YOUR TASK: The output should be the records themselves, given again exactly.

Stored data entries

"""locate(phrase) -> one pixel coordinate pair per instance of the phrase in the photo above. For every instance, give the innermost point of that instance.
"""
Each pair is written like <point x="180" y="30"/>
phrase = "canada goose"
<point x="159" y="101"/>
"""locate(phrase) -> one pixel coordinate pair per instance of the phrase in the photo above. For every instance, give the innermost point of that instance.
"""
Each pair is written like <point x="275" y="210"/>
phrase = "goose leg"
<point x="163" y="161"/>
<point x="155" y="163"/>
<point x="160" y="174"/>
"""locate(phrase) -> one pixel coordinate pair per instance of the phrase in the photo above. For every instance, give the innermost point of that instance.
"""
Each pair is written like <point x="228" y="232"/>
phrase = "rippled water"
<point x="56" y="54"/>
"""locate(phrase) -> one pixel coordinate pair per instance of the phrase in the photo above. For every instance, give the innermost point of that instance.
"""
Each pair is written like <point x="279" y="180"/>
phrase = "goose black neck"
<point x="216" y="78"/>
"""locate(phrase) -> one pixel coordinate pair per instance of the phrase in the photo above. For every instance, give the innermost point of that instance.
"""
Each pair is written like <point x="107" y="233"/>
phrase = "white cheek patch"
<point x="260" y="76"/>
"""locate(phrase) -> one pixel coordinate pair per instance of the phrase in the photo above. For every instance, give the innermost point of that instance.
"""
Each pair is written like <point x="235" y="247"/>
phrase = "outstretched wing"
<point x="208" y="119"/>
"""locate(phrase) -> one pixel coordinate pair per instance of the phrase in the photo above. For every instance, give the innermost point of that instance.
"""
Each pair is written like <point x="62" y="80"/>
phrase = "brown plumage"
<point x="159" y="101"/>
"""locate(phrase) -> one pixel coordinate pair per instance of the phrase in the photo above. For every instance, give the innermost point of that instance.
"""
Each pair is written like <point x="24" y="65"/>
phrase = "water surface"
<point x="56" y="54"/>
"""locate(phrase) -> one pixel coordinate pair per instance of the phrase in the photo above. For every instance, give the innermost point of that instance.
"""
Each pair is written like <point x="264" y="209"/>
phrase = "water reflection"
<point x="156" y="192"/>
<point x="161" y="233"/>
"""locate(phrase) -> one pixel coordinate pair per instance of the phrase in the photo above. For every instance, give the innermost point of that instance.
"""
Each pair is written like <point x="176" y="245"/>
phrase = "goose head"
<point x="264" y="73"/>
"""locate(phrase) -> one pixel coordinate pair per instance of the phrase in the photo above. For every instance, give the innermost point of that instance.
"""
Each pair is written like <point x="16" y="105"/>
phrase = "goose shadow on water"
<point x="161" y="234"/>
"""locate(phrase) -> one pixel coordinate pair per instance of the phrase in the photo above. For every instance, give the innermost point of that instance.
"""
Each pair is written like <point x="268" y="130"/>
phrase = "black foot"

REPLY:
"""locate(phrase) -> one pixel coordinate pair per instance of the phrase in the photo above. For every instance, give the innermost point of that instance.
"""
Each pair is written like <point x="180" y="30"/>
phrase = "canada goose"
<point x="159" y="101"/>
"""locate(phrase) -> one pixel coordinate pair per instance of the phrase in the photo above. For every instance, give the innermost point of that instance.
"""
Each pair is written like <point x="275" y="210"/>
phrase = "goose leg"
<point x="163" y="161"/>
<point x="155" y="163"/>
<point x="160" y="174"/>
"""locate(phrase) -> one pixel coordinate pair per instance of the phrase in the photo above. For every instance, give the innermost point of that instance.
"""
Each pair is written like <point x="228" y="232"/>
phrase = "rippled water"
<point x="56" y="54"/>
"""locate(phrase) -> one pixel coordinate pair per instance of the phrase in the photo above. For every instance, give the innermost point of that instance.
"""
Each pair is written like <point x="279" y="180"/>
phrase = "goose black neck"
<point x="216" y="78"/>
"""locate(phrase) -> one pixel coordinate pair per instance of the phrase in the photo above. For every instance, give the innermost point of that instance.
"""
Each pair is written like <point x="107" y="233"/>
phrase = "white cheek patch"
<point x="260" y="76"/>
"""locate(phrase) -> one pixel coordinate pair per instance of the phrase in the photo above. For every instance, give the innermost point of that instance.
"""
Each pair is written like <point x="235" y="247"/>
phrase = "outstretched wing"
<point x="208" y="119"/>
"""locate(phrase) -> one pixel coordinate pair per instance of the phrase in the photo above. For every instance, give the innermost point of that instance.
"""
Each pair is written like <point x="62" y="80"/>
phrase = "brown plumage"
<point x="159" y="101"/>
"""locate(phrase) -> one pixel coordinate pair per instance of the phrase in the photo above. For every instance, give the innermost point of that instance.
"""
Each pair is written like <point x="24" y="65"/>
phrase = "water surface"
<point x="56" y="54"/>
"""locate(phrase) -> one pixel coordinate pair per instance of the phrase in the photo above. For every instance, give the innermost point of that instance.
"""
Each pair is written like <point x="264" y="209"/>
phrase = "water reflection"
<point x="156" y="192"/>
<point x="161" y="233"/>
"""locate(phrase) -> one pixel coordinate pair per instance of the phrase in the photo above. For every instance, give the innermost point of that instance.
"""
Each pair is written like <point x="176" y="245"/>
phrase = "goose head"
<point x="264" y="73"/>
"""locate(phrase) -> one pixel coordinate pair per instance of the phrase in the photo above. For every instance, give the innermost point of that instance.
"""
Each pair is written like <point x="16" y="105"/>
phrase = "goose shadow on water"
<point x="161" y="234"/>
"""locate(phrase) -> one pixel coordinate pair per instance of the phrase in the photo above. For every instance, give the innermost point of that instance.
"""
Each pair is written like <point x="268" y="130"/>
phrase = "black foot"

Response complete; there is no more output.